**DIRECTION:** Swap "tree" for "bush" throughout the material below, leaving every other part of the lines unchanged.

── ENTRIES ──

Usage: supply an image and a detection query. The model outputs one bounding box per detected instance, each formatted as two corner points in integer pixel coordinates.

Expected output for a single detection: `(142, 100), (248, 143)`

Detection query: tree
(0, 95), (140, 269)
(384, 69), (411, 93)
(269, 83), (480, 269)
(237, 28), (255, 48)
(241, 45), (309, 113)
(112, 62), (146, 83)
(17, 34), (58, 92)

───

**EXERCISE RESPONSE:**
Usage: supply an image and a detection query. The model outputs one bounding box per detected instance, each formatted as two corner points in integer pixel coordinates.

Expected output for a single detection: `(142, 100), (248, 143)`

Detection query: bush
(0, 95), (140, 269)
(384, 69), (411, 93)
(269, 83), (480, 269)
(237, 28), (255, 48)
(241, 45), (309, 113)
(112, 62), (146, 83)
(17, 34), (58, 92)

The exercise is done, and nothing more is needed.